SHORT TASK 1
Please count how many lines in the entries below contain the string "trunk", treating case as significant, and give only the number.

PASSAGE TO READ
** Start **

But I did want to call out -- in its own post -- something that merits reinforcing:
If you don't send big volume, you probably shouldn't be on dedicated sending IP addresses.
What constitutes big volume? Ask ten different people and you'll get five different answers. The most common guidance (and my guidance) is that you should be sending at least 100,000 email messages a month to keep a dedicated IP address "alive." More is better, but if you don't send anywhere near 100,000 messages per month, you're likely to experience spam folder delivery at the big three (Microsoft, Yahoo and Gmail--ESPECIALLY Microsoft) just because you're not sending enough volume to allow them to develop a satisfactory reputation fingerprint of your mail. It is very much a "you're guilty until proven innocent" type of scenario, unfortunately, and at low volume, you don't generate enough proof of innocence.

** End **

[Stored data entries]

** Start **

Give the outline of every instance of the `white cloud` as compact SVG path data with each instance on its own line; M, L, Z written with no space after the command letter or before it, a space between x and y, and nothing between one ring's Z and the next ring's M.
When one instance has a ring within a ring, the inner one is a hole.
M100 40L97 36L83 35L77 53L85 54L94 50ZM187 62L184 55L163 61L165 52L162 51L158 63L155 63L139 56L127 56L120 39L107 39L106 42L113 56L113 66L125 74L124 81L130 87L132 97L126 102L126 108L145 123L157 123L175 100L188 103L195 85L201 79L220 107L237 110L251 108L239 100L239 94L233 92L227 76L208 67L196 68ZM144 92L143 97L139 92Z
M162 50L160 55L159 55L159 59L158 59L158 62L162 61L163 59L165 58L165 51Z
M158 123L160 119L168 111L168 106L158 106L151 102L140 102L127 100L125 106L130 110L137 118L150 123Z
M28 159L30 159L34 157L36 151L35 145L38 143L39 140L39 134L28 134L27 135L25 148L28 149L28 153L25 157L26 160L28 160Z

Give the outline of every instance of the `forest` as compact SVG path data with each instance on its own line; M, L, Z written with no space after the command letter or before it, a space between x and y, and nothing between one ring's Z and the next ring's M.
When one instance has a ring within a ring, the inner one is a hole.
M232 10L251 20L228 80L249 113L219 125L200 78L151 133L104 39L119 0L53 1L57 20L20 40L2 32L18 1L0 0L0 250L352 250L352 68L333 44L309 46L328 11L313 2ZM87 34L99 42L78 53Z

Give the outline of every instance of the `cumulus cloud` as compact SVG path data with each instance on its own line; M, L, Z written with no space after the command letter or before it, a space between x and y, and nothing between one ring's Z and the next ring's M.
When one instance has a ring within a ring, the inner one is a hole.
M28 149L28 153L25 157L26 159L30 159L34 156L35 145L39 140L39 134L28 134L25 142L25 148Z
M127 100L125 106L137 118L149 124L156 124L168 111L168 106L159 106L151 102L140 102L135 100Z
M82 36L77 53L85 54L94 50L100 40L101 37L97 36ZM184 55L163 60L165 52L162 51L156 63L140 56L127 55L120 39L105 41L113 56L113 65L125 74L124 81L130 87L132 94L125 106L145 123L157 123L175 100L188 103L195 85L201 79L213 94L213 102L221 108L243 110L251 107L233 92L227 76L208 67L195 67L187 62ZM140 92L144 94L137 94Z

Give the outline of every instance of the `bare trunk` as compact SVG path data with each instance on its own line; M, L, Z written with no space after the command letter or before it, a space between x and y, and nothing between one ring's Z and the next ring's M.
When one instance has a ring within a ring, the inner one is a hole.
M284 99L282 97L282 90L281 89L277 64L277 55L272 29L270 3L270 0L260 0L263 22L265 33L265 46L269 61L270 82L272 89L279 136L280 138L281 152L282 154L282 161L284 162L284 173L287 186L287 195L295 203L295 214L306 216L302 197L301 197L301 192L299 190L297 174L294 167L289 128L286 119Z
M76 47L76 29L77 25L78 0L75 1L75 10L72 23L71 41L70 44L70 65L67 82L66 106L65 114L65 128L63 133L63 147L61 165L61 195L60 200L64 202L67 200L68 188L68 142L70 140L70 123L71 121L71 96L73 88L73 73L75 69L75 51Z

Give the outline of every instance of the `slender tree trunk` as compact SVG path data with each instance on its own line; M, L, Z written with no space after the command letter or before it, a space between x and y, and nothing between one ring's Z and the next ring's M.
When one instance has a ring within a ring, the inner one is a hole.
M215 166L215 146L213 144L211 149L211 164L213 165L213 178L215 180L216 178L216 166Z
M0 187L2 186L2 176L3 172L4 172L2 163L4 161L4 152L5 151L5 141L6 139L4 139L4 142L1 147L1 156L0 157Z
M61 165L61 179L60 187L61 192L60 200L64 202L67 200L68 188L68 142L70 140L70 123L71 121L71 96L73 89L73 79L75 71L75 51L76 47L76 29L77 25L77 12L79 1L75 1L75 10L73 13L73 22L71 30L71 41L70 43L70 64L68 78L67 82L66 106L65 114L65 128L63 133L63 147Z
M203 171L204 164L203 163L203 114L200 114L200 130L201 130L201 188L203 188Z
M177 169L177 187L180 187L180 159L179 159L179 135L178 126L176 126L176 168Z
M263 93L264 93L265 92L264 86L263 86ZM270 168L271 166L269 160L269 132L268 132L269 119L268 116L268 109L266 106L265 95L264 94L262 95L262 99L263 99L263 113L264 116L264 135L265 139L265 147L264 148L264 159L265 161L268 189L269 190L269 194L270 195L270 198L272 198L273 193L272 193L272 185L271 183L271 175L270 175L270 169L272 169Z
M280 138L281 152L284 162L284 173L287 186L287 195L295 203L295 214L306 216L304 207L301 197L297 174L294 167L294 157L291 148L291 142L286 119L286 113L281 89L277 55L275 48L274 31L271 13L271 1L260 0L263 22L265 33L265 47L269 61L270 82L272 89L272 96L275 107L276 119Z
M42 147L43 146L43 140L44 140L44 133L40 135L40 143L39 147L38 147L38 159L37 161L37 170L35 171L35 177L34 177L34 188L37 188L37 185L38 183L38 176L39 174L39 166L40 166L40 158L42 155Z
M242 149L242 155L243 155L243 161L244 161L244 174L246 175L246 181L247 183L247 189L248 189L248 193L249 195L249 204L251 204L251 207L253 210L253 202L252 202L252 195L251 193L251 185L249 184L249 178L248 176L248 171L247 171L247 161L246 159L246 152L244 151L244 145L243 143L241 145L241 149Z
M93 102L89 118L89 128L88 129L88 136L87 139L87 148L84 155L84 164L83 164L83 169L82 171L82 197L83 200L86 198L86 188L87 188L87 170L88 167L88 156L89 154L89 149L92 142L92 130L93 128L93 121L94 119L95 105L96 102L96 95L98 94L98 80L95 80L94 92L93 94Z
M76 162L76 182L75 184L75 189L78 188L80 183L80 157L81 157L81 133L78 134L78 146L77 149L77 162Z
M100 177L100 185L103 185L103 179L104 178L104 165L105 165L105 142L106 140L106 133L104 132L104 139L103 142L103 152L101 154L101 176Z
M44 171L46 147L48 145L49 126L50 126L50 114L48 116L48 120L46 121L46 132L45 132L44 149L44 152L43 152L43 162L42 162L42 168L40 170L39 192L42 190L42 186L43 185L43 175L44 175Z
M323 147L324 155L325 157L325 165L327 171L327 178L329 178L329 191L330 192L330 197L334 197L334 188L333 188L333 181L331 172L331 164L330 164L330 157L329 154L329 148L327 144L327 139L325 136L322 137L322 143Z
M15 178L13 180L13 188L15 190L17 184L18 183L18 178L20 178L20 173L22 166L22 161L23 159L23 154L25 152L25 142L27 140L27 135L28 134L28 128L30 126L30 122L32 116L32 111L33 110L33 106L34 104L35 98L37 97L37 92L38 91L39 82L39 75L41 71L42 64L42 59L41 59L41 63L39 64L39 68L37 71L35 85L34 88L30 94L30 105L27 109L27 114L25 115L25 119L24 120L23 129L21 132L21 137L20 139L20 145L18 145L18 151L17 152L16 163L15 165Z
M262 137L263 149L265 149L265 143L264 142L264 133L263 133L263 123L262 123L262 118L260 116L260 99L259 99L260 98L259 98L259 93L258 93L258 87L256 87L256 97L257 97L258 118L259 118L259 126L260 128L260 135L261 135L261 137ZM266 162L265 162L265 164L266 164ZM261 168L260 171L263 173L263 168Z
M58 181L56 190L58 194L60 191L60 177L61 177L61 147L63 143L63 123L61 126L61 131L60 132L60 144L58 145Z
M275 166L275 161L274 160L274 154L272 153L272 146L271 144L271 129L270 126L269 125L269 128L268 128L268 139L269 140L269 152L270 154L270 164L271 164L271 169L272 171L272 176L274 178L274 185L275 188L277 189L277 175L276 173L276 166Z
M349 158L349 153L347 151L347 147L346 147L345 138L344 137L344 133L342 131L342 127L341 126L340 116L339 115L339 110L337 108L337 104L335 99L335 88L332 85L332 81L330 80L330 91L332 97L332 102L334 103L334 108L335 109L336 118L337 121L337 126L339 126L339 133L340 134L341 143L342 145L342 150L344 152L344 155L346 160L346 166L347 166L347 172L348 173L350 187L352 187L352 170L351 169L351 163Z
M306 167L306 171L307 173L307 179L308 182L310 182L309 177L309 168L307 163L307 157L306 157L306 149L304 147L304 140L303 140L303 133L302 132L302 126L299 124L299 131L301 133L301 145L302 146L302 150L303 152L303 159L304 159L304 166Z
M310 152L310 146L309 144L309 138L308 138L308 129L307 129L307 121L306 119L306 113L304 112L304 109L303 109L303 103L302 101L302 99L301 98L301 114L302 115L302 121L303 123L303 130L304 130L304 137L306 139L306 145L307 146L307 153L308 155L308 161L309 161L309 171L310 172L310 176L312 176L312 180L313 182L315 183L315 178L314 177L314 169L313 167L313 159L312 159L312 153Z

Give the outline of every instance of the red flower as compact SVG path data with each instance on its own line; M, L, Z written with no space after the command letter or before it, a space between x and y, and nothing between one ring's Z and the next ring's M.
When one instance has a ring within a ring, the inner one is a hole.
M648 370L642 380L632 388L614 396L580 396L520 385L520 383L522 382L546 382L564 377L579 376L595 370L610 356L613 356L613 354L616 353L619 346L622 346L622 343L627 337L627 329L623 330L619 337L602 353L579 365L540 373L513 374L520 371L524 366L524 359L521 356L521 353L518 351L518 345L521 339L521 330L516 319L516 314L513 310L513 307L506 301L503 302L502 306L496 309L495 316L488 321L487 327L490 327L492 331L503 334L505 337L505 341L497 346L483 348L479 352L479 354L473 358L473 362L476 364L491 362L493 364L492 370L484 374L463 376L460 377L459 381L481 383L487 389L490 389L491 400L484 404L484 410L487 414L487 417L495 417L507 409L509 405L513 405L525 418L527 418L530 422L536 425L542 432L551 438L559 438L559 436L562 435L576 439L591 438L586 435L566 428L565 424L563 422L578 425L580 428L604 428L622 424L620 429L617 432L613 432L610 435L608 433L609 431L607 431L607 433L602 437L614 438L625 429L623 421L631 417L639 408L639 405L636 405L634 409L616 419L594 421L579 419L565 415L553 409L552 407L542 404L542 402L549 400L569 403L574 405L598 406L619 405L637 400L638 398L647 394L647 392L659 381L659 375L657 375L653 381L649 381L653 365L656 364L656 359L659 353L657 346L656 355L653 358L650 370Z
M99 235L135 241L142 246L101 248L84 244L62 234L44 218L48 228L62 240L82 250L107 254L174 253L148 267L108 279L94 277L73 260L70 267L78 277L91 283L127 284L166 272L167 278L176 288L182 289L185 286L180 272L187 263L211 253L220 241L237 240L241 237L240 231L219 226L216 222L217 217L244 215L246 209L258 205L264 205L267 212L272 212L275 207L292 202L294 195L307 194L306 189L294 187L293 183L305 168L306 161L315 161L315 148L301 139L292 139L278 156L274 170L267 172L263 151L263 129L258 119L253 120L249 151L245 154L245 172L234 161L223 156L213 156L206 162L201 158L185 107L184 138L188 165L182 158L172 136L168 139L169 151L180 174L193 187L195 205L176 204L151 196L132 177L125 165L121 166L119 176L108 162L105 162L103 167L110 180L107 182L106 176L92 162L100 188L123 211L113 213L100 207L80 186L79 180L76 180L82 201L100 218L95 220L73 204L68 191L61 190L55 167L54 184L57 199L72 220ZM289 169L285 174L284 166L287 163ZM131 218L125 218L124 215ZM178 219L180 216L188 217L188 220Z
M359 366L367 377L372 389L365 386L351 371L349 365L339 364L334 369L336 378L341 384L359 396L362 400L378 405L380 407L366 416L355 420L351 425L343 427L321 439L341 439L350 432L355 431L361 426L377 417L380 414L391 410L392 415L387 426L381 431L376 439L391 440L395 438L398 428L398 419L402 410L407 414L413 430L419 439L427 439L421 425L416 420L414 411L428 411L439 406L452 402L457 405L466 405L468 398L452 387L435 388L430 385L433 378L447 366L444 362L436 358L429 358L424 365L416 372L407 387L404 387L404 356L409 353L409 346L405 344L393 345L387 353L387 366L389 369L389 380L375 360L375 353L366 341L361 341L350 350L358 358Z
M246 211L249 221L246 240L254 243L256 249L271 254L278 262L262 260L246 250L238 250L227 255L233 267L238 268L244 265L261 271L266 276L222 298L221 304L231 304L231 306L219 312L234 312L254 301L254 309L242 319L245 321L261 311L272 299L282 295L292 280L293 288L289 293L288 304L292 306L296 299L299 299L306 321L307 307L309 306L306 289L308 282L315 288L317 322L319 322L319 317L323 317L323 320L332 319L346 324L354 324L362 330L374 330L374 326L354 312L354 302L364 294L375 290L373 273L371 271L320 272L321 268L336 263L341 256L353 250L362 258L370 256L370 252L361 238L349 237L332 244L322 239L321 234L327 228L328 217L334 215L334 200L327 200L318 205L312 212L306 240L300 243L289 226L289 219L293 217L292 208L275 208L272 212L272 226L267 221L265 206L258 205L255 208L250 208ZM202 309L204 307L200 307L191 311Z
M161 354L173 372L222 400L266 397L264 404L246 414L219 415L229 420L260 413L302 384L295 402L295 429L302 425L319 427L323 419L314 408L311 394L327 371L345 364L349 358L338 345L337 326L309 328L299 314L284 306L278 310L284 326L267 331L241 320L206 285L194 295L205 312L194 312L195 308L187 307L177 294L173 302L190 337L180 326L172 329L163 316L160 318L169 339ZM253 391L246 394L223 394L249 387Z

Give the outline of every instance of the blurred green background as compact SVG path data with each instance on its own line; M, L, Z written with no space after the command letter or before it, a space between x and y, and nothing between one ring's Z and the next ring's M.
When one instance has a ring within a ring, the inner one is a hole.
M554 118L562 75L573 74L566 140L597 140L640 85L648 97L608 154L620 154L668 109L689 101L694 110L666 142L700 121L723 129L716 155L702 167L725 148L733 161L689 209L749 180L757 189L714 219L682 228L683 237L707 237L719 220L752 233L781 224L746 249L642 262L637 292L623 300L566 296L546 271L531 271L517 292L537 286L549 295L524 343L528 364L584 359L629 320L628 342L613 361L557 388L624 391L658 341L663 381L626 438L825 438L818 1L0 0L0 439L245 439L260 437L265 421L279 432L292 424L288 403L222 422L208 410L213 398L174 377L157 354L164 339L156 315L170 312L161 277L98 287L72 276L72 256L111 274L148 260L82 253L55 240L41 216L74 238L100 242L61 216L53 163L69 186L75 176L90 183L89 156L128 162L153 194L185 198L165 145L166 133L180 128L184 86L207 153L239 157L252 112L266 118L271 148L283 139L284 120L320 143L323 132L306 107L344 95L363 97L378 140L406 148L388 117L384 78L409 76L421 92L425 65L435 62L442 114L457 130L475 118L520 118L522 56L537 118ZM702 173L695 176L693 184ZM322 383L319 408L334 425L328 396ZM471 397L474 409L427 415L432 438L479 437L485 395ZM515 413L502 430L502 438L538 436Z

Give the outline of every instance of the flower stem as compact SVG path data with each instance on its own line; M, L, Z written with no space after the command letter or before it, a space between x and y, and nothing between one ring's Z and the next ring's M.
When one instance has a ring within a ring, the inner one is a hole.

** End **

SHORT TASK 2
From the passage on dedicated sending IP addresses above, copy the stretch from "But I did want" through "sending IP addresses.".

ANSWER 1
2

ANSWER 2
But I did want to call out -- in its own post -- something that merits reinforcing:
If you don't send big volume, you probably shouldn't be on dedicated sending IP addresses.